DOCUMENT TEXT:
'''
Both, model results and data, are restricted to the shadowing region, i.e. to
$x_{\mbox{\scriptsize Bj}}<0.005$ and $Q^2<1$~GeV$^2$.
We find a good agreement in the whole $z$-range.

Feynman-$x$ distributions are usually studied in
terms of the one-particle inclusive variable $F(x_{\mbox{\scriptsize F}})$
defined as
\begin{equation}
\label{xf_def}
F(x_{\mbox{\scriptsize F}})=\frac{1}{\sigma_{\gamma A}^{\mbox{\scriptsize tot}}}
\frac{2E}{\pi W}\frac{d\sigma}{dx_{\mbox{\scriptsize F}}}, \qquad
x_{\mbox{\scriptsize F}}=\frac{2p_\parallel}{W}.
\end{equation}
The quantities $E$, $p_\parallel$, and $W=\sqrt{s}$ denote the energy and
longitudinal momentum in the photon--nucleon c.m.\ system, and the 
photon--nucleon c.m.\ energy, resp.
'''
(Image boundary labeling rows)
'''
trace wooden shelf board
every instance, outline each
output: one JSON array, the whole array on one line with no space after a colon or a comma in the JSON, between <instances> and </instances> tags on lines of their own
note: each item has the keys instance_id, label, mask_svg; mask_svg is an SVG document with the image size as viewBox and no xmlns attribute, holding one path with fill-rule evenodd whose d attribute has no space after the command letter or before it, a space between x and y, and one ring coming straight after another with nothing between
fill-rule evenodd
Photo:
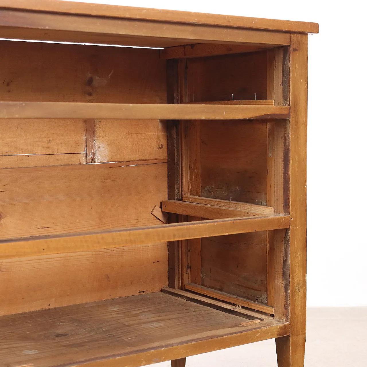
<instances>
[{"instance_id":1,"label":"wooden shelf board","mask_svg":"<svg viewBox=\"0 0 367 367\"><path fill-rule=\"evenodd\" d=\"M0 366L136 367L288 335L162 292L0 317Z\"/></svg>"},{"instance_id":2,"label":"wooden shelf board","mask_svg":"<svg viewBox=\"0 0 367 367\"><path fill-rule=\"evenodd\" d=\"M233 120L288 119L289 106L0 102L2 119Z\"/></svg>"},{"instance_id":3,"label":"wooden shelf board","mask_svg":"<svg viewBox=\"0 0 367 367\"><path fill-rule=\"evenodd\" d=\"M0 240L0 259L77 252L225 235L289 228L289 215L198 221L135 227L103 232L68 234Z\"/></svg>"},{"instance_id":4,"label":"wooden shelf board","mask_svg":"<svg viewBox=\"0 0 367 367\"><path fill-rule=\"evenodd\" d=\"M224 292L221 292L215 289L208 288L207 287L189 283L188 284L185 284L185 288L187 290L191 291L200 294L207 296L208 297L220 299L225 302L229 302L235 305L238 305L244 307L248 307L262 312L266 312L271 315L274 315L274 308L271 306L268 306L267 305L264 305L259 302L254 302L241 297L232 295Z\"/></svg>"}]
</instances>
'''
GIVEN EXERCISE 1: Reproduce the shadowing text word for word between "Both, model results" and "the whole $z$-range.", inclusive.
GIVEN EXERCISE 2: Rewrite the rows from the first one through the line holding "output: one JSON", inclusive, replacing "wooden shelf board" with "timber shelf plank" and leaving everything else unchanged.
These rows are unrelated to the shadowing text.

FULL OUTPUT 1:
Both, model results and data, are restricted to the shadowing region, i.e. to
$x_{\mbox{\scriptsize Bj}}<0.005$ and $Q^2<1$~GeV$^2$.
We find a good agreement in the whole $z$-range.

FULL OUTPUT 2:
trace timber shelf plank
every instance, outline each
output: one JSON array, the whole array on one line with no space after a colon or a comma in the JSON, between <instances> and </instances> tags on lines of their own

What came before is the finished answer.